• Short problem
Copy out the lines from the very first one through the line that holds "xmin=178 ymin=0 xmax=314 ymax=254", both included. Leave the pictures out of your copy.

[Stored data]
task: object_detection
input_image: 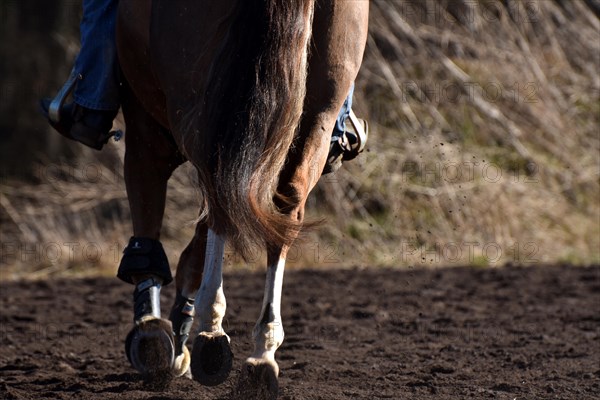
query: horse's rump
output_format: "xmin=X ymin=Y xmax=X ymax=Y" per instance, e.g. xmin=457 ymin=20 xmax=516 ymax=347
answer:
xmin=178 ymin=0 xmax=314 ymax=254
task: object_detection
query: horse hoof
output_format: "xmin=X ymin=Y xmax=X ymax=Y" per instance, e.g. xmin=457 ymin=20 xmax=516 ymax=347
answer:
xmin=173 ymin=346 xmax=191 ymax=377
xmin=125 ymin=319 xmax=175 ymax=389
xmin=233 ymin=358 xmax=279 ymax=400
xmin=191 ymin=332 xmax=233 ymax=386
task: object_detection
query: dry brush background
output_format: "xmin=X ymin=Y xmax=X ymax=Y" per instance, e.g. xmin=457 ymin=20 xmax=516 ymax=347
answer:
xmin=0 ymin=0 xmax=600 ymax=279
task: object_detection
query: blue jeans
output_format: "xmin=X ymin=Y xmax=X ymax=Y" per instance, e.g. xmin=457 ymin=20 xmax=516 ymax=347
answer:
xmin=331 ymin=83 xmax=354 ymax=142
xmin=73 ymin=0 xmax=354 ymax=135
xmin=73 ymin=0 xmax=120 ymax=111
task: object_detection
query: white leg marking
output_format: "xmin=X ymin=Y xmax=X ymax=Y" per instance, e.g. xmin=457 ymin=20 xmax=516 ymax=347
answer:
xmin=195 ymin=229 xmax=227 ymax=334
xmin=251 ymin=257 xmax=285 ymax=361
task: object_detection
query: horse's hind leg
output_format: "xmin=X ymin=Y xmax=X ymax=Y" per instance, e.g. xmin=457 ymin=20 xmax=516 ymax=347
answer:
xmin=169 ymin=223 xmax=208 ymax=376
xmin=118 ymin=85 xmax=183 ymax=387
xmin=237 ymin=0 xmax=369 ymax=400
xmin=191 ymin=229 xmax=233 ymax=386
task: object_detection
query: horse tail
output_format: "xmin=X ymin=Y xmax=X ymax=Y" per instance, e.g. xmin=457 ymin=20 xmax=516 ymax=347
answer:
xmin=195 ymin=0 xmax=315 ymax=257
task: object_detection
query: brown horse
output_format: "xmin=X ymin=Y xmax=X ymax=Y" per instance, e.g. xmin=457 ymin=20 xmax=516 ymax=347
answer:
xmin=112 ymin=0 xmax=368 ymax=398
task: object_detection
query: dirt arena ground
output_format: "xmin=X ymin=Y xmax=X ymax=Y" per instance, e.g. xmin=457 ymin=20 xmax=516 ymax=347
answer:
xmin=0 ymin=266 xmax=600 ymax=400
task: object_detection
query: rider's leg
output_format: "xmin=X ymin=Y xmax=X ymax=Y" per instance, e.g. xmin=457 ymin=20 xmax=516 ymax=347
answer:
xmin=41 ymin=0 xmax=120 ymax=150
xmin=73 ymin=0 xmax=120 ymax=111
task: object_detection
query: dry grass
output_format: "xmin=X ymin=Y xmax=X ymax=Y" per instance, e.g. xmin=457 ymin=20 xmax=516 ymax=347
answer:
xmin=1 ymin=0 xmax=600 ymax=277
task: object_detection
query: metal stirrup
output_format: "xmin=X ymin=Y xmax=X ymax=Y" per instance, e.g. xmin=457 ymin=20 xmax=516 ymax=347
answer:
xmin=48 ymin=68 xmax=82 ymax=124
xmin=348 ymin=110 xmax=367 ymax=153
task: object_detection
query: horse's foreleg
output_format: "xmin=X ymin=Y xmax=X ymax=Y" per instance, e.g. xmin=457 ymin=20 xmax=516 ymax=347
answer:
xmin=191 ymin=229 xmax=233 ymax=386
xmin=118 ymin=86 xmax=183 ymax=386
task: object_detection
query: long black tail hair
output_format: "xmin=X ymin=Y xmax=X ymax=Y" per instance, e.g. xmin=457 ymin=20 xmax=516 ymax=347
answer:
xmin=192 ymin=0 xmax=315 ymax=256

• Answer to the task
task: object_detection
input_image: 
query: horse's rump
output_format: "xmin=X ymin=Y xmax=X ymax=Y" per instance, e.g. xmin=457 ymin=20 xmax=516 ymax=347
answer:
xmin=178 ymin=0 xmax=314 ymax=254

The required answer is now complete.